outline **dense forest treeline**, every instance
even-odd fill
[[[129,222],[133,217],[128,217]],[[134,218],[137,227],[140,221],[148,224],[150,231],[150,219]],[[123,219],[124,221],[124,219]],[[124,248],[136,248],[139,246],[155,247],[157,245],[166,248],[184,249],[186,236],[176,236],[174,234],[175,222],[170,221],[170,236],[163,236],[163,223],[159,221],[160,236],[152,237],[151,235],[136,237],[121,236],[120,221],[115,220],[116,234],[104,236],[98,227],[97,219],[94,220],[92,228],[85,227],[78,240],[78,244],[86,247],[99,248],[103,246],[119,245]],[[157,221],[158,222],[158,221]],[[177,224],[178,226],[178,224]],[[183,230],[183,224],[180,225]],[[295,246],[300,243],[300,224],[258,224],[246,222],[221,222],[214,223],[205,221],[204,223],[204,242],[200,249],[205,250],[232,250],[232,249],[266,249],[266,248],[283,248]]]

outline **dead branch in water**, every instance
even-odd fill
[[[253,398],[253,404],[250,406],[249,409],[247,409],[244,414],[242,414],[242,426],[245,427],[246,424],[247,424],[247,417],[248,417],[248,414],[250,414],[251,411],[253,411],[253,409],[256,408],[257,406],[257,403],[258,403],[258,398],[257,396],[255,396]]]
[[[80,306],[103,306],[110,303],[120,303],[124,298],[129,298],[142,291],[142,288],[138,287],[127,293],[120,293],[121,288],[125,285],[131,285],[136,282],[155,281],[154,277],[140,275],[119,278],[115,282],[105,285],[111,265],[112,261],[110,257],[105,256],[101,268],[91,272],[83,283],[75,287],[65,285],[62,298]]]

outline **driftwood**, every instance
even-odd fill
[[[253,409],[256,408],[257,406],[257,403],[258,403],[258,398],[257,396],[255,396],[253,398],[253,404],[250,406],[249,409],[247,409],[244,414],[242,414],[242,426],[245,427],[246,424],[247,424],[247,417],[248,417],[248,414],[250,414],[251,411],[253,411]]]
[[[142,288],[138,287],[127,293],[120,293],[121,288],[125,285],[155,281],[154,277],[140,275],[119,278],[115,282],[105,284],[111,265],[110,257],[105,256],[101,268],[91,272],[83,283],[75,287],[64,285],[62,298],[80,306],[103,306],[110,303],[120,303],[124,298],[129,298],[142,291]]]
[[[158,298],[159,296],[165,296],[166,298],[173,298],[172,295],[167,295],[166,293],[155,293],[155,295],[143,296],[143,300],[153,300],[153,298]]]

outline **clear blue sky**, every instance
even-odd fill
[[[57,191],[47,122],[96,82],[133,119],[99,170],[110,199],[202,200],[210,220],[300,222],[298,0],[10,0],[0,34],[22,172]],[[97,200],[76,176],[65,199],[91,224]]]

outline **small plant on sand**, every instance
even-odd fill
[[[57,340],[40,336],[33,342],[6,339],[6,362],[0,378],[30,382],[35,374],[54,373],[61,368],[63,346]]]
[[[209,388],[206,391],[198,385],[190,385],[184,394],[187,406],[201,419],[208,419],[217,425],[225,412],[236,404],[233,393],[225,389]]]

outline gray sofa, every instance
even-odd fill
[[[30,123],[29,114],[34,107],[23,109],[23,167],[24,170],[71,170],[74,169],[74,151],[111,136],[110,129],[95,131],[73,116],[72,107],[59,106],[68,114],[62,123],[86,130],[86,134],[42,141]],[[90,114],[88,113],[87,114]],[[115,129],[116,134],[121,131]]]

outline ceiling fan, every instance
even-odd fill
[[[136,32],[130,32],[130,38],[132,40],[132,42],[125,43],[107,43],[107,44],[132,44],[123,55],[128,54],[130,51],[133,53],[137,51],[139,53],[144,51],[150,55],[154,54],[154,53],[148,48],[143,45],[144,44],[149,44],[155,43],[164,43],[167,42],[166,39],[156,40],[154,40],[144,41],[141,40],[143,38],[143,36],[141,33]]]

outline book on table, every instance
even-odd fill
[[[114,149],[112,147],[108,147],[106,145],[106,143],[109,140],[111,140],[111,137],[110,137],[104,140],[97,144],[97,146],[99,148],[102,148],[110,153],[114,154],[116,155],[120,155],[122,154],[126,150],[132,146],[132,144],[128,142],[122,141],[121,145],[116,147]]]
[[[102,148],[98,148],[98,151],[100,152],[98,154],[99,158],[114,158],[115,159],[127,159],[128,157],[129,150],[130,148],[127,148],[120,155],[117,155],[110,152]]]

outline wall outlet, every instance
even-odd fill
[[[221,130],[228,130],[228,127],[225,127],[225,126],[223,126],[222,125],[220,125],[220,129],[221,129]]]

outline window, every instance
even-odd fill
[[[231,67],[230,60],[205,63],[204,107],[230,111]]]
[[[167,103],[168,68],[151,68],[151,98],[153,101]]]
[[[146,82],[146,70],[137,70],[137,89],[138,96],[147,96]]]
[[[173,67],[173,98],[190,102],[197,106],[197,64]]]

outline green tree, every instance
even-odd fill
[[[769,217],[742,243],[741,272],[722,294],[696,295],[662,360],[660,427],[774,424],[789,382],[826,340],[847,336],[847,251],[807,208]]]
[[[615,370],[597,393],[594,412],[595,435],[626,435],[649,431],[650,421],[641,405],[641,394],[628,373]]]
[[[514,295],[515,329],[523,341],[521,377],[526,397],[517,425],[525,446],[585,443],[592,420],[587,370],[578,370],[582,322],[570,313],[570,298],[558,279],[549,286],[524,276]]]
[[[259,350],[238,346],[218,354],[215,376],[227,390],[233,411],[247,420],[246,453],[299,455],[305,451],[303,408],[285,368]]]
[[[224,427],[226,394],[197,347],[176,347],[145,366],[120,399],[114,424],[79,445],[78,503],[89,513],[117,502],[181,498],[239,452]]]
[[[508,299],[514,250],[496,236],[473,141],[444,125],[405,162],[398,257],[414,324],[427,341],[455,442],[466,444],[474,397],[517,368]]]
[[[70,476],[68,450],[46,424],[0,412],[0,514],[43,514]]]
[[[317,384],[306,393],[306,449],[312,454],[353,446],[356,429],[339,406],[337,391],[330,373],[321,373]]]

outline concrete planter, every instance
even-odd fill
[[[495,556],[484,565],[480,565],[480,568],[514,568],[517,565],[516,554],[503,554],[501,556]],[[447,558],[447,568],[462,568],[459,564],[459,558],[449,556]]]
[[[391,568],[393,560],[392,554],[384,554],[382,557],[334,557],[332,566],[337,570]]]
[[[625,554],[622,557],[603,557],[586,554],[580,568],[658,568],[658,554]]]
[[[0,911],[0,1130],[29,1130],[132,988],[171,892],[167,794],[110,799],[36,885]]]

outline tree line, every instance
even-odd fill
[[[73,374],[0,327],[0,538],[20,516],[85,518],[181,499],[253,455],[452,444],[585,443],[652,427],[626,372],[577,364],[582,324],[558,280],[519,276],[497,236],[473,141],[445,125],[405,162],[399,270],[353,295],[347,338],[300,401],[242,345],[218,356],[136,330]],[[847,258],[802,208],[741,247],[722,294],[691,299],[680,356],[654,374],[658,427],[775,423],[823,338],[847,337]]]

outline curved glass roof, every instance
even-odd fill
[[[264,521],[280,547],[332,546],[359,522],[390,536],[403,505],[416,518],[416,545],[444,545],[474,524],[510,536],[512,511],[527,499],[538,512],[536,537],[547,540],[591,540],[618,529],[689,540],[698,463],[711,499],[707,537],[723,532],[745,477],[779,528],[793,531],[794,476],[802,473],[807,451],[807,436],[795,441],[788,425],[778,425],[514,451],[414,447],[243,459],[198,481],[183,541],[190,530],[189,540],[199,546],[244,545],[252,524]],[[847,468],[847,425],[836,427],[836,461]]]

════════════════════

TASK TO CARRY OUT
Rewrite the whole listing with "every instance" changed to "all instances" wherever it occurs, keeping everything else the same.

ANSWER
outline **dense forest treeline**, all instances
even-odd fill
[[[129,222],[133,217],[128,217]],[[134,218],[137,227],[140,221],[148,224],[150,231],[150,219]],[[123,219],[124,221],[124,219]],[[124,248],[136,248],[139,246],[155,247],[157,245],[166,248],[184,249],[186,236],[176,236],[174,234],[175,222],[170,221],[170,236],[163,236],[163,223],[159,221],[160,236],[152,237],[151,235],[136,237],[121,236],[120,221],[115,220],[116,234],[104,236],[98,227],[97,219],[94,220],[92,228],[85,227],[78,240],[78,244],[86,247],[99,248],[103,246],[119,245]],[[157,221],[158,222],[158,221]],[[177,224],[178,226],[178,224]],[[183,230],[183,224],[180,225]],[[295,246],[300,243],[300,224],[258,224],[246,222],[221,222],[214,223],[205,221],[204,223],[204,242],[200,249],[205,250],[232,250],[232,249],[266,249],[266,248],[283,248]]]

outline **dead branch in water**, all instances
even-odd fill
[[[253,398],[253,404],[250,406],[249,409],[247,409],[244,414],[242,414],[242,426],[245,427],[246,424],[247,424],[247,417],[248,417],[248,414],[250,414],[251,411],[253,411],[253,409],[256,408],[257,406],[257,403],[258,403],[258,398],[257,396],[255,396]]]
[[[80,306],[103,306],[110,303],[120,303],[124,298],[129,298],[142,291],[142,288],[138,287],[127,293],[120,293],[121,288],[125,285],[131,285],[136,282],[155,281],[154,277],[140,275],[119,278],[115,282],[105,285],[111,265],[112,261],[110,257],[105,256],[101,268],[91,272],[83,283],[75,287],[65,285],[62,298]]]

outline **driftwood**, all instances
even-odd fill
[[[253,409],[256,408],[257,406],[257,403],[258,403],[258,398],[257,396],[255,396],[253,398],[253,404],[250,406],[249,409],[247,409],[244,414],[242,414],[242,426],[245,427],[246,424],[247,424],[247,417],[248,417],[248,414],[250,414],[251,411],[253,411]]]
[[[142,288],[138,287],[127,293],[120,293],[121,288],[125,285],[155,281],[154,277],[140,275],[119,278],[115,282],[105,284],[111,265],[110,257],[105,256],[101,268],[91,272],[83,283],[75,287],[64,285],[62,298],[80,306],[103,306],[110,303],[120,303],[124,298],[129,298],[142,291]]]
[[[158,298],[159,296],[165,296],[166,298],[173,298],[172,295],[167,295],[166,293],[155,293],[155,295],[143,296],[143,300],[153,300],[153,298]]]

outline **clear blue sky**, all instances
even-odd fill
[[[57,191],[47,122],[96,82],[133,119],[99,170],[110,199],[202,200],[210,220],[300,222],[298,0],[10,0],[0,34],[22,172]],[[97,200],[76,176],[65,199],[91,224]]]

outline **small plant on sand**, all instances
even-odd fill
[[[57,340],[40,336],[33,342],[6,339],[6,362],[0,378],[30,382],[35,374],[54,373],[61,368],[63,346]]]
[[[209,388],[206,391],[198,385],[190,385],[184,394],[187,406],[201,419],[208,419],[217,425],[225,412],[236,404],[233,393],[225,389]]]

outline gray sofa, all instances
even-odd fill
[[[30,123],[29,114],[34,107],[23,109],[23,167],[24,170],[71,170],[74,169],[74,151],[111,136],[110,129],[95,131],[73,116],[72,107],[59,106],[68,114],[62,123],[86,130],[86,134],[42,141]],[[90,114],[88,113],[87,114]],[[115,129],[116,134],[121,131]]]

outline ceiling fan, all instances
even-odd fill
[[[136,32],[130,32],[130,38],[132,40],[132,42],[125,43],[107,43],[107,44],[132,44],[123,55],[128,54],[130,51],[133,53],[137,51],[139,53],[144,51],[150,55],[154,54],[154,53],[148,48],[143,45],[144,44],[149,44],[155,43],[164,43],[167,42],[166,39],[156,40],[154,40],[144,41],[141,40],[143,38],[143,36],[141,33]]]

outline book on table, all instances
even-odd fill
[[[114,149],[112,147],[108,147],[106,145],[106,143],[109,140],[111,140],[111,137],[110,137],[104,140],[97,144],[97,146],[99,148],[102,148],[110,153],[114,154],[116,155],[120,155],[122,154],[126,150],[132,146],[132,144],[128,142],[122,141],[121,145],[116,147]]]
[[[102,148],[98,148],[98,151],[100,152],[98,154],[99,158],[114,158],[115,159],[127,159],[128,157],[129,150],[130,148],[127,148],[120,155],[117,155],[110,152]]]

outline wall outlet, all instances
even-odd fill
[[[221,130],[228,130],[228,127],[225,127],[225,126],[223,126],[222,125],[220,125],[220,129],[221,129]]]

outline window, all instances
even-odd fill
[[[231,67],[230,60],[205,63],[204,107],[230,111]]]
[[[167,103],[168,68],[151,68],[151,98],[153,101]]]
[[[146,82],[146,70],[137,70],[137,89],[138,96],[147,96]]]
[[[173,67],[173,98],[190,102],[197,106],[197,64]]]

outline green tree, all instances
even-odd fill
[[[769,217],[742,243],[741,272],[722,294],[696,295],[662,360],[660,427],[774,424],[789,382],[826,340],[847,336],[847,251],[807,208]]]
[[[615,370],[597,393],[594,412],[595,435],[626,435],[649,431],[650,421],[641,405],[641,394],[628,373]]]
[[[514,295],[515,329],[523,341],[521,377],[526,397],[517,425],[525,446],[585,443],[592,420],[587,370],[578,370],[582,322],[570,313],[570,298],[558,279],[549,286],[524,276]]]
[[[259,350],[238,346],[218,354],[215,376],[227,390],[233,411],[247,420],[246,453],[299,455],[305,451],[303,408],[285,368]]]
[[[224,427],[226,394],[197,347],[176,347],[145,366],[120,399],[114,424],[79,445],[78,503],[89,513],[117,502],[181,498],[239,452]]]
[[[508,299],[514,250],[496,236],[473,141],[444,125],[405,162],[398,257],[414,324],[427,341],[455,442],[466,444],[474,397],[517,368]]]
[[[70,476],[68,450],[46,424],[0,412],[0,514],[43,514]]]
[[[317,384],[306,393],[306,449],[312,454],[353,446],[356,429],[339,406],[337,391],[330,373],[321,373]]]

outline concrete planter, all instances
even-odd fill
[[[495,556],[484,565],[480,565],[480,568],[514,568],[517,565],[516,554],[503,554],[501,556]],[[447,558],[447,568],[462,568],[459,564],[459,558],[449,556]]]
[[[391,568],[393,560],[392,554],[384,554],[382,557],[334,557],[332,566],[337,570]]]
[[[625,554],[622,557],[603,557],[586,554],[580,568],[658,568],[658,554]]]
[[[0,911],[0,1130],[29,1130],[132,988],[171,892],[167,794],[110,799],[36,885]]]

outline tree line, all instances
even-odd fill
[[[73,374],[0,327],[0,538],[20,516],[85,518],[181,499],[253,455],[452,444],[585,443],[652,427],[626,372],[577,364],[582,324],[558,280],[519,276],[497,236],[473,141],[445,125],[405,162],[399,270],[353,295],[347,338],[300,401],[242,345],[218,356],[136,330]],[[847,258],[802,208],[741,247],[722,294],[691,299],[680,356],[654,374],[658,427],[775,423],[823,338],[847,337]]]

outline curved glass roof, all instances
even-odd fill
[[[264,521],[280,547],[332,546],[359,522],[390,536],[403,505],[416,518],[416,545],[444,545],[474,524],[510,536],[512,511],[527,499],[538,512],[536,537],[547,540],[591,540],[618,529],[689,540],[698,463],[711,499],[707,537],[723,532],[745,477],[779,528],[793,531],[794,476],[802,473],[807,451],[807,436],[795,441],[788,425],[778,425],[514,451],[414,447],[243,459],[198,481],[183,541],[190,530],[189,540],[199,546],[244,545],[252,524]],[[847,468],[847,425],[836,427],[836,461]]]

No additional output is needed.